— Instruction —
Convert every line of the entries below into a Markdown table with the columns Row and Line. Number each row and omit blank lines.

[Stored records]
···

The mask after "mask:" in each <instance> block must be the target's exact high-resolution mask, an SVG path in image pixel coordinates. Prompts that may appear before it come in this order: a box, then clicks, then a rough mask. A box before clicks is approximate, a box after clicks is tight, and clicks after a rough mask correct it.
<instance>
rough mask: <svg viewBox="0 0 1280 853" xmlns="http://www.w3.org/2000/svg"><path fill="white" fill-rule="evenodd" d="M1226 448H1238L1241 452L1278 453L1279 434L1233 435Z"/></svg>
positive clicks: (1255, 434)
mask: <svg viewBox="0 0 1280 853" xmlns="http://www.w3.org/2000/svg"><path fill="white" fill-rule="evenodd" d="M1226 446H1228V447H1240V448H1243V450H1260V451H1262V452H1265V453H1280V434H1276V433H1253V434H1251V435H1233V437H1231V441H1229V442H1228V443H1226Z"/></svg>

···

— Output of the exercise —
| Row | Line |
|---|---|
| 1 | The mask after "mask:" in each <instance> block must be the target's exact high-resolution mask, an SVG path in image pixel coordinates. Prompts that may appear before it come in this order: a box, then clicks, then a rough mask. A box before clicks is approximate, a box after clicks is tight, and clicks after a rough mask correct it. |
| 2 | <instance> |
| 3 | rough mask: <svg viewBox="0 0 1280 853" xmlns="http://www.w3.org/2000/svg"><path fill="white" fill-rule="evenodd" d="M1226 448H1238L1241 452L1278 453L1279 434L1233 435Z"/></svg> |
| 4 | positive clicks: (1255, 434) |
| 5 | mask: <svg viewBox="0 0 1280 853" xmlns="http://www.w3.org/2000/svg"><path fill="white" fill-rule="evenodd" d="M1226 446H1228V447H1240V448H1243V450H1260V451H1262V452H1265V453H1280V434H1276V433H1253V434H1251V435H1233V437H1231V441H1229V442H1228V443H1226Z"/></svg> |